====== Exercise input ======

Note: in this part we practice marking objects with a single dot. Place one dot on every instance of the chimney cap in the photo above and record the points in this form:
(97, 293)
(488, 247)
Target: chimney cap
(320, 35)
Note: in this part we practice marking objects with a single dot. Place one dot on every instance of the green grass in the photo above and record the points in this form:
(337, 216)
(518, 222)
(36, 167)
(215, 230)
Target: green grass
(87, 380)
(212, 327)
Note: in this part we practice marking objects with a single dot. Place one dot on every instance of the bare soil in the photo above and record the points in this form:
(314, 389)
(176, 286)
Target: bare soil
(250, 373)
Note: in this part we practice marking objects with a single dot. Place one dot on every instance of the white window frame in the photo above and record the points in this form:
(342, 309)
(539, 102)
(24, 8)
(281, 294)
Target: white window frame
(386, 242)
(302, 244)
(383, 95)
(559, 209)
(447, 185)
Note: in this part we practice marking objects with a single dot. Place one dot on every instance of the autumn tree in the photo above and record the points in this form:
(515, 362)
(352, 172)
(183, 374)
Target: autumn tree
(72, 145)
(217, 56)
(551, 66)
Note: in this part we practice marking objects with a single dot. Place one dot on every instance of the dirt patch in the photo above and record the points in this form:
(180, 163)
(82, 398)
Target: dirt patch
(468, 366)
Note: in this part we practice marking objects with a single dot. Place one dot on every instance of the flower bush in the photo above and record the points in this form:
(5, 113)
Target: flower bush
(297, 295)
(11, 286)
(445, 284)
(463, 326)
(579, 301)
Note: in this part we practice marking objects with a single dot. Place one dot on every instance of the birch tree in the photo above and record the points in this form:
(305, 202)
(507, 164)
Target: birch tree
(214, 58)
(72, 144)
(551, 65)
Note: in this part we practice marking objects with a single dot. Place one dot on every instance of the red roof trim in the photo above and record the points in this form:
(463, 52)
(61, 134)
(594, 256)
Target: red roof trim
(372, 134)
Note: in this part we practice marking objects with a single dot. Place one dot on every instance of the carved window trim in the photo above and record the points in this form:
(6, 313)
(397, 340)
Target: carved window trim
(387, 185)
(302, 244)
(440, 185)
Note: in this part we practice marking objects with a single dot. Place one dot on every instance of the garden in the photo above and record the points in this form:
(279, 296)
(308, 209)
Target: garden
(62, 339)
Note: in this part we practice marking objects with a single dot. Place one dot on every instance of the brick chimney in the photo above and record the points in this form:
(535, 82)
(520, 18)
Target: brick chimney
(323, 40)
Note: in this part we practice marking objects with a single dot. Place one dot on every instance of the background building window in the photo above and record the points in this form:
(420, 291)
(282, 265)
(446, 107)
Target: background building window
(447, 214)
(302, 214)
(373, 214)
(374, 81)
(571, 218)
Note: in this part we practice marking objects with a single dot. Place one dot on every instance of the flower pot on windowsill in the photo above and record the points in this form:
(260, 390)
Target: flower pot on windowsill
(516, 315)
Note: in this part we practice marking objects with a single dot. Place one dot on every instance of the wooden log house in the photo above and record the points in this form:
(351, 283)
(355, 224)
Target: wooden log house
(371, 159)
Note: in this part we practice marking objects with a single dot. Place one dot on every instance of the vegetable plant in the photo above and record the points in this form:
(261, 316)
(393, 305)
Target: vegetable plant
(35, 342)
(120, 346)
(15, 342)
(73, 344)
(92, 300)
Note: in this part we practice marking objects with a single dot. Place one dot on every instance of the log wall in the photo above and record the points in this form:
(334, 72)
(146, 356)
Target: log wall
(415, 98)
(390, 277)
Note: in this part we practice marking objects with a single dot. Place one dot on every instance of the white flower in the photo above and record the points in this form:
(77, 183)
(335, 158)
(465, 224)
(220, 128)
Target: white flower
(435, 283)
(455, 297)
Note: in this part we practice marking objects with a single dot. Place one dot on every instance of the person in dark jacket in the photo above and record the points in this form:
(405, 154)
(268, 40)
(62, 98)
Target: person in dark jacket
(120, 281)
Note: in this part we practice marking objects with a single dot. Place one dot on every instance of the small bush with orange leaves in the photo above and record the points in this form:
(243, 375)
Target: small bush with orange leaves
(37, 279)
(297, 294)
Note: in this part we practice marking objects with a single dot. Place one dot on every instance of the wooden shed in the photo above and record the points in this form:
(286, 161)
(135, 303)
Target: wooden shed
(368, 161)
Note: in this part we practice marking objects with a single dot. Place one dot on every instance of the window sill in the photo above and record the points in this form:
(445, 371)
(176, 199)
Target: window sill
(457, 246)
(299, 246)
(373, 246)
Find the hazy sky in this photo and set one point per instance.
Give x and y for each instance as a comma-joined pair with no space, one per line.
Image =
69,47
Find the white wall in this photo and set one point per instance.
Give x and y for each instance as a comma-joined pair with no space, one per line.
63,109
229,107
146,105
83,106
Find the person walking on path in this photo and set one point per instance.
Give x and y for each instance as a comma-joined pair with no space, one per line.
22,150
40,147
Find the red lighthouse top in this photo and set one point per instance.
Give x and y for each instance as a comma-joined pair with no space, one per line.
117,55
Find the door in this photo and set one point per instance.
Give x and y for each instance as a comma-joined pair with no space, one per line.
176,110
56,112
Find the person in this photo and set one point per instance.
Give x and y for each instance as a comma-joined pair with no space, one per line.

======

Transcribe every record exactly.

Note: in this part we practice marking objects with a single dot. Place one dot on every instance of the chimney cap in the photo above and record the points in this form:
(97, 293)
(488, 247)
Target: chimney cap
(320, 35)
Note: in this part we practice marking objects with a single dot. Place one dot on every instance of the green grass in the photo above and record the points in this form:
(337, 216)
(518, 222)
(36, 167)
(215, 230)
Target: green grass
(87, 380)
(212, 327)
Note: in this part we practice marking objects with a single dot. Place one dot on every instance of the bare soil in the photo above and record the points in this form:
(314, 389)
(176, 286)
Target: bare soil
(250, 373)
Note: in this part we practice marking objects with a single dot. Place one dot on every instance of the white window frame in the photo above and record the points in this form:
(342, 309)
(539, 102)
(24, 8)
(281, 294)
Target: white window frame
(386, 242)
(302, 244)
(383, 95)
(559, 209)
(447, 185)
Note: in this part we practice marking objects with a single dot. Place one dot on every instance of the autumn tree in the photo above and record the points in this form:
(515, 362)
(352, 172)
(183, 374)
Target: autumn tree
(72, 145)
(217, 56)
(551, 66)
Note: in this part we practice marking objects with a single dot. Place one dot on every instance of the dirt patch in the photo above and record the points in this form:
(180, 163)
(82, 398)
Target: dirt patch
(468, 366)
Note: in this part we practice marking objects with a single dot. Place one dot on every instance of the flower bush in the photo above and record the points in this form:
(5, 113)
Target: flower bush
(297, 295)
(11, 286)
(445, 284)
(463, 326)
(579, 301)
Note: in this part we practice marking objects with a single dot. Place one dot on every instance of the birch tree in the photo above and record the points in this form:
(305, 202)
(507, 164)
Target: birch tree
(214, 58)
(72, 144)
(551, 65)
Note: in this part we practice marking objects with a single dot. Place one dot on every instance of the red roof trim in the photo above and record the points in this form:
(463, 52)
(61, 134)
(594, 256)
Target: red roof trim
(372, 134)
Note: in this part we practice marking objects with a single dot. Place one dot on every instance of the carved window trim in the photo above and record the points in this form:
(6, 313)
(397, 340)
Target: carved window trim
(387, 185)
(302, 244)
(440, 185)
Note: in this part we practice marking objects with a single dot. Place one dot on every instance of the garden in the photo above and record the points in this form:
(279, 296)
(308, 209)
Target: garden
(62, 339)
Note: in this part we practice marking objects with a single dot. Place one dot on every instance of the brick chimney in the photo above and record the points in this form:
(535, 82)
(520, 18)
Target: brick chimney
(323, 40)
Note: in this part we practice marking objects with a single dot. Place one dot on every instance of the background building window in the photo above and record the points in this form:
(420, 291)
(282, 265)
(446, 107)
Target: background building window
(447, 214)
(302, 214)
(373, 214)
(374, 81)
(571, 218)
Note: in this part we practice marking objects with a single dot. Place one dot on every instance of the flower pot on windowsill in the photo above and record the points in this form:
(260, 390)
Target: flower pot on windowsill
(516, 315)
Note: in this part we practice marking objects with a single dot. Place one dot on every instance of the wooden log house in the photo above and record the points in this form:
(351, 283)
(355, 224)
Target: wooden log house
(371, 159)
Note: in this part we practice marking objects with a single dot. Place one dot on every instance of the vegetable plant in the photo above and record the points in this form:
(261, 316)
(393, 305)
Target: vegetable plant
(35, 342)
(120, 346)
(15, 342)
(73, 344)
(92, 300)
Note: in this part we practice marking objects with a single dot. Place one dot on every instance of the log wall in the photo above and record the points in this form:
(334, 72)
(146, 356)
Target: log wall
(415, 98)
(390, 277)
Note: in this part we practice marking objects with a single dot. Place one dot on every instance of the white flower in the photo above and record the points in this form:
(77, 183)
(335, 158)
(465, 224)
(220, 128)
Target: white flower
(435, 283)
(455, 297)
Note: in this part we practice marking objects with a single dot. Place one dot on every instance of the person in dark jacket in the photo above and record the points in this form:
(405, 154)
(268, 40)
(62, 98)
Target: person in dark jacket
(120, 281)
Note: in this part we practice marking objects with a single dot. Place one dot on every instance of the small bush with orange leaves in the photo above and record the points in this form:
(243, 375)
Target: small bush with orange leaves
(37, 279)
(297, 294)
Note: in this part we practice marking objects with a single dot. Place one dot on every instance of the wooden shed in the photo above and record the points in this form:
(286, 161)
(135, 303)
Target: wooden shed
(368, 161)
Note: in this part we practice marking objects with a single dot. Place one dot on every instance of the window sill in the photo above and record the points in this form:
(445, 371)
(176, 199)
Target: window sill
(457, 246)
(299, 246)
(373, 246)
Find the hazy sky in this photo and set one point per instance.
Give x and y for each instance as a comma-joined pair with no space, one per line.
Image =
69,47
Find the white wall in this photo and set one point per instance.
Give x and y for each instance as a comma-joined pair with no space, one per line.
63,109
229,107
146,105
83,106
Find the person walking on path in this photo and set one point per instance.
Give x and y for each instance as a comma-joined pair with no space, one per line.
22,150
40,147
Find the red lighthouse top in this photo and set one point per instance.
Give x and y for each instance as a comma-joined pair with no space, one per line.
117,55
Find the door in this photo and set one point per instance.
Give x and y for each instance as a comma-joined pair with no space, one per line.
176,110
56,112
Find the person in this photo and set one point per instance.
Give x and y for each instance as a comma-joined pair with no space, one per line.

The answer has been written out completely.